───── Provided entries
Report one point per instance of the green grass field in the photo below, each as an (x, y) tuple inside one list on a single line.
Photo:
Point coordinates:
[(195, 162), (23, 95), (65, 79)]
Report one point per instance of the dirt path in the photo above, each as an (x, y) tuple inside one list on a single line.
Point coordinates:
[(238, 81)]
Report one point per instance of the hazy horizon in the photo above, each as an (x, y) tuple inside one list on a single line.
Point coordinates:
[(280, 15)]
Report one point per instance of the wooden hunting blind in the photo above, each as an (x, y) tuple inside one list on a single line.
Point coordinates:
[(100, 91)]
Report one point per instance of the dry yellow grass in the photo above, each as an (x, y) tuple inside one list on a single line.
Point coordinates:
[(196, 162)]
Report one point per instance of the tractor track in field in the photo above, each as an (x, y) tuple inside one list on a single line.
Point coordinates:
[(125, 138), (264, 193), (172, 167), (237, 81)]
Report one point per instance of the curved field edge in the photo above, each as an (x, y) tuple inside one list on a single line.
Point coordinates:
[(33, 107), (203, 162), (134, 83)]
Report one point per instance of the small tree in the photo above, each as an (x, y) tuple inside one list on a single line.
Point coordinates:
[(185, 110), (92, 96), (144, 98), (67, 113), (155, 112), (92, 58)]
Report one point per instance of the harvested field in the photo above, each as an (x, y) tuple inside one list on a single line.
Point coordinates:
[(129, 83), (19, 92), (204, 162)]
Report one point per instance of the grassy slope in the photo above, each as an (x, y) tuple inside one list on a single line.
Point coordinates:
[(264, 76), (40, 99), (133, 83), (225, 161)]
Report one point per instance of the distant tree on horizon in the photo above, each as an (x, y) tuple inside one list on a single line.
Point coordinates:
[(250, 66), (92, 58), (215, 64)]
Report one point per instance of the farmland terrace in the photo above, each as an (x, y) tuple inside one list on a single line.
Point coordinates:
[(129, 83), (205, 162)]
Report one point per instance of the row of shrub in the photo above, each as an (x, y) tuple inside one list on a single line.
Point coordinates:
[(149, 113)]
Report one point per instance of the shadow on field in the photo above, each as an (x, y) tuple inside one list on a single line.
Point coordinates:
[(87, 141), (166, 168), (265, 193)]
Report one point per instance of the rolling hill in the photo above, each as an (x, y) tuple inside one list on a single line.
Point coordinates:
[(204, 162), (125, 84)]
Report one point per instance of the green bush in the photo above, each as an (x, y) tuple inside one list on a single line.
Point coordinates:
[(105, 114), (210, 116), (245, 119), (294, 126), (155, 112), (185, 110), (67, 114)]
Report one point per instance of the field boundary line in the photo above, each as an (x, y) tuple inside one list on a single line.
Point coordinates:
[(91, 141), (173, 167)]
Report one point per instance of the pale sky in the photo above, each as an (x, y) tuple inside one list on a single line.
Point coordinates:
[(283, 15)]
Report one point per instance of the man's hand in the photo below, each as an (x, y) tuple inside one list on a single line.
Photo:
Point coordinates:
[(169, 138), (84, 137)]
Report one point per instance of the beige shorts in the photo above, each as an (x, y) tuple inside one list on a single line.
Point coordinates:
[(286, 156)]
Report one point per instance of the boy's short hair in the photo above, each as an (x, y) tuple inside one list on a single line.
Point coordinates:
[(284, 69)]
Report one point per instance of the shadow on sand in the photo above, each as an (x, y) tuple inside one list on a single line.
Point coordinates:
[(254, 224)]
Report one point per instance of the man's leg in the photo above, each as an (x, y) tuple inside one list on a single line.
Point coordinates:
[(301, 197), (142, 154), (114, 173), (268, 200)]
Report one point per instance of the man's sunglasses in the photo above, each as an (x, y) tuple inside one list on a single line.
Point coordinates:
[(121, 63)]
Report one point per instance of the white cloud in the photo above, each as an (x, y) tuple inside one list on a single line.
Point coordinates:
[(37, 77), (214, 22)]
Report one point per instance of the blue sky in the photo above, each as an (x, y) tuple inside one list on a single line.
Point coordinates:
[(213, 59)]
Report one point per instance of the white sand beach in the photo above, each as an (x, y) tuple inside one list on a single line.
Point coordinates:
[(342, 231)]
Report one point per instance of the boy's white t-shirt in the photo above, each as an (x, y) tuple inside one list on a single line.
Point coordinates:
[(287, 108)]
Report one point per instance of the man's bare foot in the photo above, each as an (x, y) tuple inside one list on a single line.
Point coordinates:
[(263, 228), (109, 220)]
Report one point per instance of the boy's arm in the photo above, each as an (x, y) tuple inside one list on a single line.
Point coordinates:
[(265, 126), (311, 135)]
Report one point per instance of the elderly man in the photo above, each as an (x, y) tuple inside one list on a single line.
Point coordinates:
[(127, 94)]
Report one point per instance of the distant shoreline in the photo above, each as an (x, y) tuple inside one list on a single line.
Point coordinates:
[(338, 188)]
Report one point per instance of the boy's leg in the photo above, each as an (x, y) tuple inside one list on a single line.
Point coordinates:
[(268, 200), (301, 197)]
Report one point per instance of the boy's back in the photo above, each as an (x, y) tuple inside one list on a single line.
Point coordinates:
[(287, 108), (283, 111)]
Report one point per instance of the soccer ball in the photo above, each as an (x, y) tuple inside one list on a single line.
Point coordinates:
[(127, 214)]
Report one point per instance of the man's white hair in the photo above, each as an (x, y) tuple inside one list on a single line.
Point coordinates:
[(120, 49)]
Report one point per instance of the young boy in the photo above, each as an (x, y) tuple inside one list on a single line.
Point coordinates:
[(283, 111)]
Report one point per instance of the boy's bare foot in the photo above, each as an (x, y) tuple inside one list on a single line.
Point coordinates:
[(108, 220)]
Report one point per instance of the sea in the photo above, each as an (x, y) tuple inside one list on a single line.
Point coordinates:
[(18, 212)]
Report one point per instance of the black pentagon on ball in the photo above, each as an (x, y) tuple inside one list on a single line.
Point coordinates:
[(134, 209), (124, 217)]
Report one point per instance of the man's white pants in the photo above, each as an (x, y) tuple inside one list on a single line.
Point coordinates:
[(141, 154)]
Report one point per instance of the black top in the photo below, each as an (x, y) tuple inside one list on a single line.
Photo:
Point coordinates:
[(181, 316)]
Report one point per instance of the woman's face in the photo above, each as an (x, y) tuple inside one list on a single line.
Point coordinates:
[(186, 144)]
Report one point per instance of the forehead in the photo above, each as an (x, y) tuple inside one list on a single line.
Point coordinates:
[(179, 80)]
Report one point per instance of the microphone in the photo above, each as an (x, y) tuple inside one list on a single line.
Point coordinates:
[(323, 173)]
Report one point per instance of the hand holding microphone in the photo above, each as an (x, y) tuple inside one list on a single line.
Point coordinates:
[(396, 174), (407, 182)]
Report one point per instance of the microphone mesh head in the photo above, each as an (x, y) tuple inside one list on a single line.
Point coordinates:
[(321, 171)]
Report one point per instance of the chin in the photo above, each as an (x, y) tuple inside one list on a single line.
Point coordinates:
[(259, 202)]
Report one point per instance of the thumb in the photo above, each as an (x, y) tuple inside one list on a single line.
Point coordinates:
──────────
> [Task directions]: Rewrite the part that opens with the line containing "Report one point per instance of the curved" and closes with the line containing "[(250, 66), (92, 58), (215, 64)]" as a two-column CSV with the headers label_request and points. Give one row per request, with each field quoted and any line breaks replaced by spaces.

> [Worked answer]:
label_request,points
"Report one point per instance of the curved field edge in the photo above, each as an (x, y) tuple inside one list on a single line. Point coordinates:","[(33, 107), (203, 162), (134, 83)]"
"Report one point per instance of the small tree in the photo above, each as an (x, y) tuple inside one list on a single line. Point coordinates:","[(185, 110), (92, 96), (144, 98), (67, 113), (155, 112), (92, 58)]"
"Report one point per instance of the harvested field in the photo above, each as an (x, y) tuple inside one list on a single line. Point coordinates:","[(129, 83), (19, 92), (204, 162)]"
"Report one point per instance of the grassy slope in the photo above, each as an (x, y) tuple inside one list on a single line. Point coordinates:","[(264, 76), (40, 99), (133, 83), (225, 161)]"
"Report one point per instance of the distant tree on horizon in the photo above, each as an (x, y) tuple inside one list on a single line. Point coordinates:","[(250, 66), (92, 58), (215, 64)]"